## THE REQUEST
Rewrite the lines starting with the one containing "Can you see the concrete" and going on through the one containing "x=232, y=205", renaming "kerb" to "curb" and keeping everything else the same.

Records from a data collection:
<<<<
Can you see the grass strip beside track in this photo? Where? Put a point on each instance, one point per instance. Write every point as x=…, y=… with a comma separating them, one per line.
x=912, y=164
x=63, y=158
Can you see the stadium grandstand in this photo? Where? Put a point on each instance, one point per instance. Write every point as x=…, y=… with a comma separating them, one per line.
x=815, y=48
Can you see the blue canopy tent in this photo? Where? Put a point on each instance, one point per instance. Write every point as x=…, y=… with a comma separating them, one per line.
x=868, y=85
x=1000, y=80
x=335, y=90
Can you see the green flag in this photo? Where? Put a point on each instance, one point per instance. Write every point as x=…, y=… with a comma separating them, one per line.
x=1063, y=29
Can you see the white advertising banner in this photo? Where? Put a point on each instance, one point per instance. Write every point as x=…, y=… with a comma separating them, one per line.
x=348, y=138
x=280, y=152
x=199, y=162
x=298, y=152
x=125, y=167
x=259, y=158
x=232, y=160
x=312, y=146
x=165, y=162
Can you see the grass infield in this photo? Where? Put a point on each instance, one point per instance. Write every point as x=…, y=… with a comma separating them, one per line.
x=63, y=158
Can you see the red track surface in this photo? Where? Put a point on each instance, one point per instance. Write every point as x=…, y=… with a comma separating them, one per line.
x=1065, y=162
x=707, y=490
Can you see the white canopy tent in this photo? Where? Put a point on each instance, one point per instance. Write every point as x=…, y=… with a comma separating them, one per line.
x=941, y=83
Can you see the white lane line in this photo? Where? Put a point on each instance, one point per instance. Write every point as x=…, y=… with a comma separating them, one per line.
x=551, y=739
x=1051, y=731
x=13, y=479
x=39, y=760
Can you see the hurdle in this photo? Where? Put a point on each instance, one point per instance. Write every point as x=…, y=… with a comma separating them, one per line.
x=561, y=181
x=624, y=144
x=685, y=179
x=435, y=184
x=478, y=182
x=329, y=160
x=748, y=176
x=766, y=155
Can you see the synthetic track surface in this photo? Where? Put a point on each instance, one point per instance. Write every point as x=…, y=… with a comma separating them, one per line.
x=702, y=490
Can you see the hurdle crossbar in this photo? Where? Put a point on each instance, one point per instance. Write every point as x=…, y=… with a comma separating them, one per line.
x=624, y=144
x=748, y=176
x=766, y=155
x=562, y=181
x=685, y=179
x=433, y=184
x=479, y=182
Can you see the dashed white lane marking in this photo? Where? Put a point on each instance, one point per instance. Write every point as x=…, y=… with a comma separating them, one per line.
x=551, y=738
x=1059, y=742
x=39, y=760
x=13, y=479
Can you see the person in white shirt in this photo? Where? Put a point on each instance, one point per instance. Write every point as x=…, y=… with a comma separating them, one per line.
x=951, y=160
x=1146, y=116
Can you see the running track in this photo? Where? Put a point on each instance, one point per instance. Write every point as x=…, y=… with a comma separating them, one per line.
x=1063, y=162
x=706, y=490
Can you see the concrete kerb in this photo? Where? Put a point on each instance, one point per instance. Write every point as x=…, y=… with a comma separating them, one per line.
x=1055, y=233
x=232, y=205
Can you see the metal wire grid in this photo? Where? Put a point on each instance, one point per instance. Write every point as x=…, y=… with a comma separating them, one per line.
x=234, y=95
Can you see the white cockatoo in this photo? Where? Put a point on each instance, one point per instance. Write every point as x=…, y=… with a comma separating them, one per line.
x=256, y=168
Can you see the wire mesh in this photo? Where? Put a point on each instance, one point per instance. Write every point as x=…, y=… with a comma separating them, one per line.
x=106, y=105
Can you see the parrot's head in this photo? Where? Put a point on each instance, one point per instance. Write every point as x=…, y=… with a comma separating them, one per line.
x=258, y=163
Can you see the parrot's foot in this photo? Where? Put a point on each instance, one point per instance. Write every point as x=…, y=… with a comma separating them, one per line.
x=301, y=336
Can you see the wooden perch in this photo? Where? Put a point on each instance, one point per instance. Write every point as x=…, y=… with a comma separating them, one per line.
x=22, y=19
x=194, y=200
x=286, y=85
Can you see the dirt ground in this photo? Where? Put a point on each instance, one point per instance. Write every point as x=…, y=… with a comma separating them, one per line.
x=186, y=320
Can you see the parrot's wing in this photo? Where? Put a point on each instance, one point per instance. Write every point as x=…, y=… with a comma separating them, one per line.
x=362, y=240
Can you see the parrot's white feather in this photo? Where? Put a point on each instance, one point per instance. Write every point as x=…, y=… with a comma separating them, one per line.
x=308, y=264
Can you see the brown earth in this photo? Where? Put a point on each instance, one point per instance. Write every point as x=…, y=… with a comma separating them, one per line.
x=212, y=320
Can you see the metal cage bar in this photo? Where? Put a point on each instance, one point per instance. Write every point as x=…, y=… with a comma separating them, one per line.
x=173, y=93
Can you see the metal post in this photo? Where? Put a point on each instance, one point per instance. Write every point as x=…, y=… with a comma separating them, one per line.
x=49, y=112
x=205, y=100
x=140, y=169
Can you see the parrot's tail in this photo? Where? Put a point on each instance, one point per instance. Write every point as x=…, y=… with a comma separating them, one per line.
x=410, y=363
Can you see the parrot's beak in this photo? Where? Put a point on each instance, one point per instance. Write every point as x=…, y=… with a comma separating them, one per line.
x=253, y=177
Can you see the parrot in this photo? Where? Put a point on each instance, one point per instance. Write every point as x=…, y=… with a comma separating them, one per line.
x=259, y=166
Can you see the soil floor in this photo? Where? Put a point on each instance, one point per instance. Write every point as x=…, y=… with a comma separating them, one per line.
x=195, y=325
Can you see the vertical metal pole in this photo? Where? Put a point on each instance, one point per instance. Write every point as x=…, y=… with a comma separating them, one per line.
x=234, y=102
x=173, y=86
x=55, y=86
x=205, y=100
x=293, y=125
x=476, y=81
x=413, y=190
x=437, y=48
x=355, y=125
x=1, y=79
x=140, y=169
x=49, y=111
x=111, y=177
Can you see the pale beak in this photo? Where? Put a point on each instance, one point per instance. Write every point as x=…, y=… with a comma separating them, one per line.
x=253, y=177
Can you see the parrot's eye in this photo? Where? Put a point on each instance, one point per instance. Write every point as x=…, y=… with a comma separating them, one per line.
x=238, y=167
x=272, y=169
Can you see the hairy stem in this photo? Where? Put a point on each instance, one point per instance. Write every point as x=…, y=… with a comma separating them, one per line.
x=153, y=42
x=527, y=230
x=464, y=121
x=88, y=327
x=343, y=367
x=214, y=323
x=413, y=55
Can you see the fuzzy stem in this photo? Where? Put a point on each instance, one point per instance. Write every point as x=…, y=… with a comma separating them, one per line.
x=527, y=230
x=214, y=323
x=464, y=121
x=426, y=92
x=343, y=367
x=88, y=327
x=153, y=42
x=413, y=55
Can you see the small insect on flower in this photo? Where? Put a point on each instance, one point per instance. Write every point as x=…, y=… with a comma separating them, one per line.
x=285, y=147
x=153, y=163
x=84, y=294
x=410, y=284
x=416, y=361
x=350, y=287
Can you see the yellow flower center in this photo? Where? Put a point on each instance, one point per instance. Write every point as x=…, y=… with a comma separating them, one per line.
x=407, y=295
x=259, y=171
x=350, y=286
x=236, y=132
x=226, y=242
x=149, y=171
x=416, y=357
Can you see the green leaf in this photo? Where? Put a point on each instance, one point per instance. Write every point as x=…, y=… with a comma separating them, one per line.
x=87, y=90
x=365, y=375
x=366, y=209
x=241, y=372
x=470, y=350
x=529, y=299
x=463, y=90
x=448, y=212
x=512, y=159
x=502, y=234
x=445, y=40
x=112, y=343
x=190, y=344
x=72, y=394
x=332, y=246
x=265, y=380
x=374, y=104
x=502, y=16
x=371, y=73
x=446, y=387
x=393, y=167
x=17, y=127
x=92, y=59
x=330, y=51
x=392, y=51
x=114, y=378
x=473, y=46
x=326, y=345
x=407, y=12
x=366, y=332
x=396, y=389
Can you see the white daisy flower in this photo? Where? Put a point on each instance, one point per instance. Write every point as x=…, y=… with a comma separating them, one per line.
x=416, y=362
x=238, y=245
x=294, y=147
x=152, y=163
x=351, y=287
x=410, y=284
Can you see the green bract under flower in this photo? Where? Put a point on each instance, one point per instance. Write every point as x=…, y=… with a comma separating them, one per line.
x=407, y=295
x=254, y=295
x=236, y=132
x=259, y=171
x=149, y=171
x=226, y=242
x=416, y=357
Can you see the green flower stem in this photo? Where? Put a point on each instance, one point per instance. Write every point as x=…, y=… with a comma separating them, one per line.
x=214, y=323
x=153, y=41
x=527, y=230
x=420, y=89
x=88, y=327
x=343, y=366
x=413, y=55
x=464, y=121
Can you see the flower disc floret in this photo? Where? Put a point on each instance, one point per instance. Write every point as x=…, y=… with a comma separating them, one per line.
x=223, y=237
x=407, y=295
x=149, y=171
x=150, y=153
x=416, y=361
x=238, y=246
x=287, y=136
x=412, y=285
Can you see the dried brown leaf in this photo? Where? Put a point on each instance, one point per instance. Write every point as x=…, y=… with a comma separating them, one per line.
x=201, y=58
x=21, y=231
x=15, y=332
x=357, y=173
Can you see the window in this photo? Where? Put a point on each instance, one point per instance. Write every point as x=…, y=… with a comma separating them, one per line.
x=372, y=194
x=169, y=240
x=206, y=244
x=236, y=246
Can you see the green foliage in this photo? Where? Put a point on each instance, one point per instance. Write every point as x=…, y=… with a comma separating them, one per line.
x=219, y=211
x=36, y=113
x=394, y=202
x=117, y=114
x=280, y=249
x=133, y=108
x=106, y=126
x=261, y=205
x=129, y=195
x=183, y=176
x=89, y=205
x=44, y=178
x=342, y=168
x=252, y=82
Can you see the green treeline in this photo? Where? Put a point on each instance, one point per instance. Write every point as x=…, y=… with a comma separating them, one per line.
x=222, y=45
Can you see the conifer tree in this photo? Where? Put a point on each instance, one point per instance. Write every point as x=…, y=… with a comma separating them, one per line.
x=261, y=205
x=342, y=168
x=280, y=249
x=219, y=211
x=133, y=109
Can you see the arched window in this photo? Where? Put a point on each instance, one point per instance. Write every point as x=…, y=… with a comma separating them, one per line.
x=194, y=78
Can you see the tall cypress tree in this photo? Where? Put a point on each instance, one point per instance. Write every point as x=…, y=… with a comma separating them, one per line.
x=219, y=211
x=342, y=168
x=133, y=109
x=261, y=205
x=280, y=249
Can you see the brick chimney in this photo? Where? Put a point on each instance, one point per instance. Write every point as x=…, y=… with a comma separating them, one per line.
>>>>
## CORRECT ANSWER
Can you see the concrete curb in this photo? Where? Put a point on each instance, one point per instance. Write every point as x=…, y=… with a comma separating them, one per line.
x=1055, y=233
x=232, y=205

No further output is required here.